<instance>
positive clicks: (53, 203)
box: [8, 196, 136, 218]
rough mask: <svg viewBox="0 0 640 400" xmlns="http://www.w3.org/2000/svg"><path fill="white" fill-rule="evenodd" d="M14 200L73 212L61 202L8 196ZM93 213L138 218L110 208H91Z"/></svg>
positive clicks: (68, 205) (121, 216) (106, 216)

+--

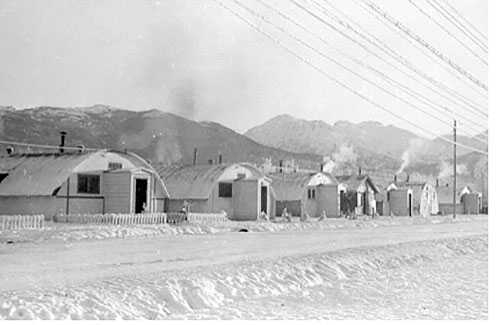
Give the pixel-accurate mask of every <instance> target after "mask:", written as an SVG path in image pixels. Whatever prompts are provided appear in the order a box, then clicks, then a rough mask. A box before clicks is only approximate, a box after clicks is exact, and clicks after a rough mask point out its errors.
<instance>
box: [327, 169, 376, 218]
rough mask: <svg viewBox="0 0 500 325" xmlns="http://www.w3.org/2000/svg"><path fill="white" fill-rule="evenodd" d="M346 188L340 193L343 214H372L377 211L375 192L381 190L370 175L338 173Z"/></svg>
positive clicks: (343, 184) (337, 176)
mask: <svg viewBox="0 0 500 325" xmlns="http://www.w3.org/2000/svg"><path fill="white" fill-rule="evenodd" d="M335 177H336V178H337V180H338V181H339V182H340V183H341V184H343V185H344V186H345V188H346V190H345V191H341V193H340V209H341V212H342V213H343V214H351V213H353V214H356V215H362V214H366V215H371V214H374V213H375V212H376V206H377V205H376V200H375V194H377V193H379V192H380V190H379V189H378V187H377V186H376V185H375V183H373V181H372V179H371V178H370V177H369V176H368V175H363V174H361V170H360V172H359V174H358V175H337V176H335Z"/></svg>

+--

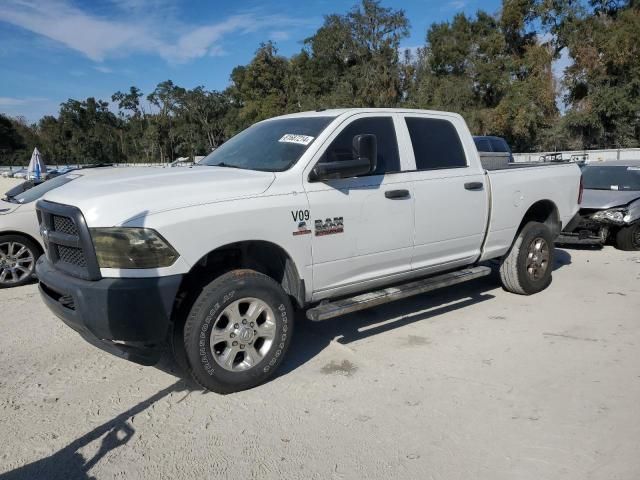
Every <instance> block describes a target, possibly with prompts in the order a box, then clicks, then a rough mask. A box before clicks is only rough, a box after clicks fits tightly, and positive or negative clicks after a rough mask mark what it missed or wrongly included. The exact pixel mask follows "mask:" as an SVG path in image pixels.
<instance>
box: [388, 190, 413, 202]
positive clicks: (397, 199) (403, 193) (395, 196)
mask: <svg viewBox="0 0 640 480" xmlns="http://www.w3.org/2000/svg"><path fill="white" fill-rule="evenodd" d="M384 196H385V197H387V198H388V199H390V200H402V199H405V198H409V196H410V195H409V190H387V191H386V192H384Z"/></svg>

+--

Where the line holding "box: [8, 196, 136, 218]" appears in the listing above, start reproducing exactly, and end with the line holding "positive clicks: (68, 205)".

box: [8, 196, 136, 218]
rough mask: <svg viewBox="0 0 640 400" xmlns="http://www.w3.org/2000/svg"><path fill="white" fill-rule="evenodd" d="M14 200L73 212L61 202L8 196ZM93 213L138 218L110 208H91Z"/></svg>
positive clicks: (68, 205) (121, 216) (106, 216)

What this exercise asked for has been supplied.